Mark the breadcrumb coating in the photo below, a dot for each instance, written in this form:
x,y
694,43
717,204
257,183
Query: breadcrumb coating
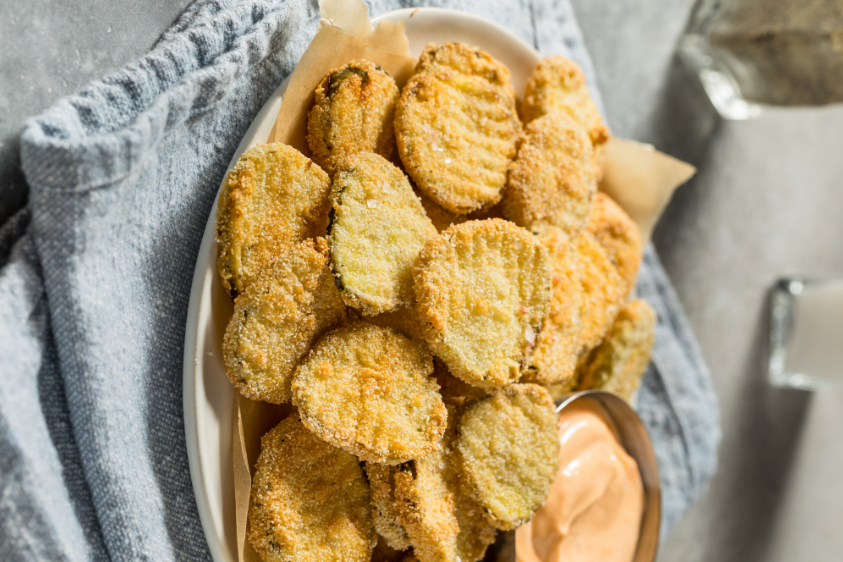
x,y
456,127
557,85
443,521
368,390
277,318
554,358
618,364
378,228
483,291
552,181
273,198
309,501
509,447
618,235
353,111
384,512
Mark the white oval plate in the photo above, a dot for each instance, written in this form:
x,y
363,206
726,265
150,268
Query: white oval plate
x,y
208,395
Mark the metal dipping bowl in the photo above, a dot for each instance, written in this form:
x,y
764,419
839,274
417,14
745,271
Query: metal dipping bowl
x,y
636,441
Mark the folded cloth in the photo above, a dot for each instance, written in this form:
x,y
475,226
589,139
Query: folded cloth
x,y
96,275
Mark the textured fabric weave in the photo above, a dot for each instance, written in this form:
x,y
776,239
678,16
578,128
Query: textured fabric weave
x,y
96,274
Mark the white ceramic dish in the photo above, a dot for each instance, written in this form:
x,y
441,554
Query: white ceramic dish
x,y
208,395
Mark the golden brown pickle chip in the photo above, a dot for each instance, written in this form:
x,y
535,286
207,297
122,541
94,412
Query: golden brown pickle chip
x,y
274,197
352,113
384,512
444,522
618,364
377,231
453,390
552,181
618,235
456,127
277,318
483,291
310,500
557,85
554,357
603,290
509,447
368,390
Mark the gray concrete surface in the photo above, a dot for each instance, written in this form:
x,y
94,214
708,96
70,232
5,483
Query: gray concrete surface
x,y
765,203
51,48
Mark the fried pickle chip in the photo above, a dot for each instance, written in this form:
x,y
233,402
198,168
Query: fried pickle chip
x,y
444,522
509,447
277,318
457,128
554,357
274,197
618,364
618,235
552,181
352,113
367,389
453,390
310,500
483,291
377,230
557,85
603,289
384,512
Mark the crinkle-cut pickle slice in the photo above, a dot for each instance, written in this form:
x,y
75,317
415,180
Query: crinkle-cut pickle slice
x,y
509,447
456,127
378,229
437,508
616,232
552,180
274,197
483,291
368,390
277,318
353,111
618,364
554,358
309,501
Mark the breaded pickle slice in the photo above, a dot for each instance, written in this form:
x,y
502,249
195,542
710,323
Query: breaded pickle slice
x,y
277,318
457,128
509,447
310,500
444,522
378,229
557,85
274,197
603,291
368,390
384,512
353,111
552,181
483,291
618,364
554,357
618,235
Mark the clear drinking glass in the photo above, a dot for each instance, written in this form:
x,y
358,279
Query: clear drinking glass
x,y
806,333
752,54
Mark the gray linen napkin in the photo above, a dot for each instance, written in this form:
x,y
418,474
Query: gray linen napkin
x,y
96,275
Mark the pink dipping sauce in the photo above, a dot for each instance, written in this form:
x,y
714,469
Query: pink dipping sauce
x,y
594,510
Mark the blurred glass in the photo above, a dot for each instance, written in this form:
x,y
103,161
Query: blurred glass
x,y
806,333
750,54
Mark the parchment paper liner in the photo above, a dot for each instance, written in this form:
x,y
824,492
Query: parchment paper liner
x,y
641,179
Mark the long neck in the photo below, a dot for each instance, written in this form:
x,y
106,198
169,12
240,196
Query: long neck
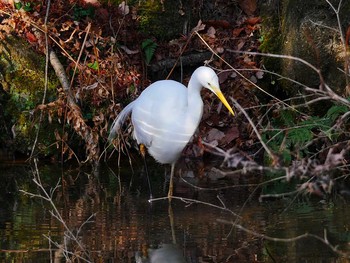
x,y
195,102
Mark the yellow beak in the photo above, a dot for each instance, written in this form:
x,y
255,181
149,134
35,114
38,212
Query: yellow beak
x,y
224,101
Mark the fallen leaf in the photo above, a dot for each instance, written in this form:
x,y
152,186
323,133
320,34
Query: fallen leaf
x,y
31,37
253,20
123,8
237,31
259,74
211,32
248,6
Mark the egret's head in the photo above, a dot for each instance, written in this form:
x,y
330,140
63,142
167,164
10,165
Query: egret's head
x,y
208,79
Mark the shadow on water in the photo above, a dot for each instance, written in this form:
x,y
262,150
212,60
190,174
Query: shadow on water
x,y
126,227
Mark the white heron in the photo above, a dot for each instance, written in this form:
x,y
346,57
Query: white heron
x,y
166,115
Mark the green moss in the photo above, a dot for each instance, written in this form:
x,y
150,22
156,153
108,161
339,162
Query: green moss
x,y
23,82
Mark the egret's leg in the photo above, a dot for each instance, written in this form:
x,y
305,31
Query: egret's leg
x,y
143,153
170,193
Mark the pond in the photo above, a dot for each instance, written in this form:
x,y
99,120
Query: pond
x,y
107,217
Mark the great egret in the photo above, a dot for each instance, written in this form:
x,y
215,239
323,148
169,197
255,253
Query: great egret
x,y
167,114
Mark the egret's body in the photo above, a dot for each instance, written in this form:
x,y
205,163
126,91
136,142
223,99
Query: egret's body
x,y
166,115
# # # # # # #
## TASK DIRECTIONS
In the records above, locate the line that contains "Mark the green". Repeat it and every line after it, exactly, and nothing else.

## THE SOLUTION
Mark the green moss in the photo above, a dot for each instance, written in this form:
x,y
150,22
156,153
108,161
339,162
Query: green moss
x,y
23,82
Mark the egret's leg in the photo above, a dot for each instance, written in this form:
x,y
305,31
Query: egret's leg
x,y
143,153
170,193
Mark the pond in the photo above, a dot for each instance, written in this form:
x,y
99,120
Query: pond
x,y
107,217
Mark the great egret in the photo above, a dot for each instance, written in this form:
x,y
215,239
323,148
169,197
255,253
Query: great egret
x,y
167,114
Mark the egret's body in the photo above, a dot for each instance, written in this form:
x,y
205,163
126,91
136,142
223,99
Query: egret's body
x,y
166,115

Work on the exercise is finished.